◆ **Условия задания**
- A) Приведи ещё раз без изменений часть текста о вступлении Румынии в союз Центральных держав, начиная со слов «Румыния все же» и продолжая до слов «следовало быть начеку.».
- B) Перечисли все пометки, которые, согласно тексту о вступлении Румынии в союз Центральных держав, Александр III оставил на полях депеш из Бухареста.

◆ **Предоставленный текст**
——————
В 1883 г. Румыния вступила в единственный существовавший в Европе военно-политический союз Центральных держав - Германии, Австро-Венгрии и пока еще Италии. Страну захлестнула мутная волна антироссийской истерии. Обывателю внушали мысль, что необузданный северный медведь занес над бедняжкой Румынией свою агрессивную лапу, и спасения от его посягательств следует искать под сенью германо-австро-венгерского альянса. Премьер-министр И.К. Брэтиану-старший отправился на свидание к канцлеру О. Бисмарку - вербоваться в союзники в войне с Россией, представлявшейся ему неизбежной.

 

 

354

 

Бисмарк, конечно, понимал, что Румынии никто и ничто не угрожает, а его партнер по переговорам отнюдь не безгрешен по части посягательств на земли восточной соседки. Беседа прошла отнюдь не в том ключе, на который рассчитывал И.К. Брэтиану. Канцлер счел его замыслы «румынскими реваншистскими завоевательными вожделениями, простирающимися до Днестра и далее на восток», «несостоятельными и невероятными» (в ином варианте - «румынскими воздушными замками») и не выразил желания поставлять пушечное мясо для их осуществления [13].

 

Румыния все же была принята в блок, как никак она могла служить барьером на пути продвижения русской армии к Балканам, что теоретически не исключалось. Но условия союза продиктовал Бисмарк. Непосредственно союз был заключен с Австро-Венгрией, а Германия к нему присоединилась. То был намек: румынским властям не следует проявлять особой заботы о положении соплеменников в Габсбургской монархии, превратившейся в дорогого союзника правящего Бухареста. Договор по форме был оборонительным, Россия в нем не фигурировала, Бисмарк самолично проследил за тем, чтобы упоминание о ней было вычеркнуто. В тексте значилось некое сопредельное государство, с которым следовало быть начеку.

 

Вступление соседки в направленный против Франции и России союз привело к растянувшемуся на много лет охлаждению в отношениях Петербурга и Бухареста. Румынская печать клеветала на Россию. Порой возникали своего рода микрокризисы. В июле 1884 г. газета «Телеграфул» ударила в колокола: страна наводнена агентами из-за Прута, готовящими заговор против короля. В центре шпионского скандала оказался посланник А.П. Извольский, будущий министр иностранных дел. Александр III не поскупился на едкие пометки на полях поступавших из Бухареста депеш: «Это более смешно, чем грустно!». «Комедия!», «Жалкое и подлое правительство» [14].
——————
Фрагмент набора данных
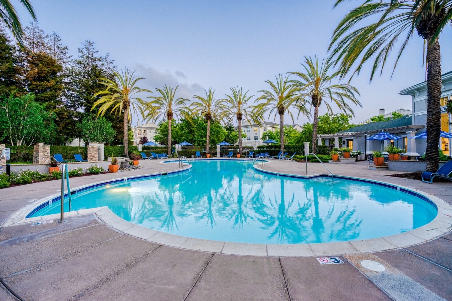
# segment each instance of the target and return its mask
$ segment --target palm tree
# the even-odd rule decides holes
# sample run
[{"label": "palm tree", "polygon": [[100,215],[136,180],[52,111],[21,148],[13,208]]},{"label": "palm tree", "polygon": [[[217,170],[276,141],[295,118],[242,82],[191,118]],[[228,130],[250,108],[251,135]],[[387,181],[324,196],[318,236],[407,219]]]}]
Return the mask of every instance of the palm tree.
[{"label": "palm tree", "polygon": [[223,100],[220,110],[220,116],[224,119],[227,124],[231,121],[234,116],[239,124],[239,153],[242,153],[242,120],[245,118],[251,124],[251,120],[260,125],[262,120],[262,112],[256,110],[255,106],[249,105],[250,99],[254,96],[247,96],[247,91],[245,93],[242,88],[237,87],[231,88],[231,95],[226,95],[226,98]]},{"label": "palm tree", "polygon": [[140,112],[141,116],[144,117],[145,112],[147,110],[153,109],[151,107],[145,103],[143,100],[137,97],[138,93],[143,92],[152,92],[146,89],[141,89],[136,86],[137,83],[144,78],[135,78],[132,71],[127,68],[120,73],[118,70],[113,72],[113,74],[119,84],[108,79],[99,79],[99,83],[106,86],[105,90],[99,91],[93,96],[94,98],[99,95],[105,94],[97,100],[91,111],[100,105],[100,107],[97,112],[97,116],[104,115],[106,112],[110,111],[111,113],[114,112],[120,115],[124,114],[123,121],[123,133],[124,134],[124,153],[128,155],[129,153],[129,124],[131,118],[131,107],[136,114]]},{"label": "palm tree", "polygon": [[[337,0],[337,6],[344,0]],[[358,29],[360,21],[373,22]],[[375,22],[374,22],[375,21]],[[452,23],[451,0],[391,0],[365,1],[351,10],[339,23],[330,48],[339,64],[343,76],[358,62],[352,76],[359,73],[363,64],[372,60],[372,81],[380,69],[381,75],[386,60],[399,39],[403,41],[396,56],[397,65],[414,31],[427,43],[427,148],[426,170],[438,169],[438,141],[441,130],[441,66],[438,37],[448,23]]]},{"label": "palm tree", "polygon": [[195,98],[198,102],[193,102],[190,105],[192,112],[195,114],[200,114],[207,120],[207,135],[206,137],[206,153],[209,153],[209,147],[210,146],[210,120],[218,112],[221,105],[221,99],[215,99],[213,94],[215,91],[212,91],[212,88],[209,88],[209,91],[204,90],[206,93],[206,97],[195,95]]},{"label": "palm tree", "polygon": [[261,100],[265,102],[257,105],[255,110],[260,111],[263,114],[269,111],[268,115],[273,112],[274,118],[277,115],[279,115],[279,137],[281,142],[281,150],[284,151],[284,115],[288,114],[293,122],[293,116],[289,108],[294,106],[295,103],[298,104],[299,115],[300,113],[307,116],[309,111],[306,108],[303,100],[300,99],[301,88],[298,85],[294,85],[289,80],[289,77],[283,78],[282,75],[279,74],[278,77],[275,76],[276,81],[275,83],[270,80],[266,80],[271,90],[261,90],[262,95],[258,98],[256,102]]},{"label": "palm tree", "polygon": [[[294,84],[300,87],[301,98],[307,101],[310,99],[311,106],[314,107],[314,120],[312,123],[312,153],[317,151],[317,127],[319,122],[319,107],[325,104],[326,109],[330,114],[333,114],[331,106],[326,102],[336,104],[339,109],[354,116],[353,110],[346,101],[351,101],[356,106],[362,107],[355,95],[359,95],[358,89],[346,83],[331,84],[331,81],[339,77],[339,71],[330,70],[333,62],[330,59],[322,61],[319,64],[319,58],[315,56],[315,61],[311,57],[305,56],[305,63],[301,64],[305,69],[304,72],[291,72],[298,76],[301,80],[293,81]],[[330,75],[330,73],[331,72]]]},{"label": "palm tree", "polygon": [[188,99],[179,97],[175,99],[176,91],[179,86],[174,89],[171,84],[165,84],[163,89],[155,88],[155,90],[160,94],[159,96],[150,96],[148,98],[153,100],[149,102],[150,107],[153,109],[150,111],[146,116],[146,118],[154,119],[157,120],[160,118],[166,118],[168,121],[168,154],[171,156],[171,126],[173,119],[174,117],[179,119],[180,116],[188,118],[188,111],[189,109],[185,106],[185,102]]},{"label": "palm tree", "polygon": [[[34,14],[33,7],[29,0],[19,0],[27,11],[31,15],[33,20],[37,22],[36,16]],[[22,35],[24,31],[22,30],[22,25],[20,23],[20,19],[16,12],[16,9],[11,4],[9,0],[0,0],[0,19],[5,23],[6,27],[9,29],[13,36],[19,42],[21,46],[24,46],[22,41]]]}]

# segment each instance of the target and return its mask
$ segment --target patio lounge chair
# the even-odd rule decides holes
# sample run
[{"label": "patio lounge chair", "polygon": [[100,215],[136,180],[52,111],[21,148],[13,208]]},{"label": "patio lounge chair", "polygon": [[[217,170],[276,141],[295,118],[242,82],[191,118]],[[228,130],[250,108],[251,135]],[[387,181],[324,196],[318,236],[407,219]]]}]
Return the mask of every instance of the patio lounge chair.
——————
◆ **Результаты**
- A)
Румыния все же была принята в блок, как никак она могла служить барьером на пути продвижения русской армии к Балканам, что теоретически не исключалось. Но условия союза продиктовал Бисмарк. Непосредственно союз был заключен с Австро-Венгрией, а Германия к нему присоединилась. То был намек: румынским властям не следует проявлять особой заботы о положении соплеменников в Габсбургской монархии, превратившейся в дорогого союзника правящего Бухареста. Договор по форме был оборонительным, Россия в нем не фигурировала, Бисмарк самолично проследил за тем, чтобы упоминание о ней было вычеркнуто. В тексте значилось некое сопредельное государство, с которым следовало быть начеку.

- B)
«Это более смешно, чем грустно!»
«Комедия!»
«Жалкое и подлое правительство»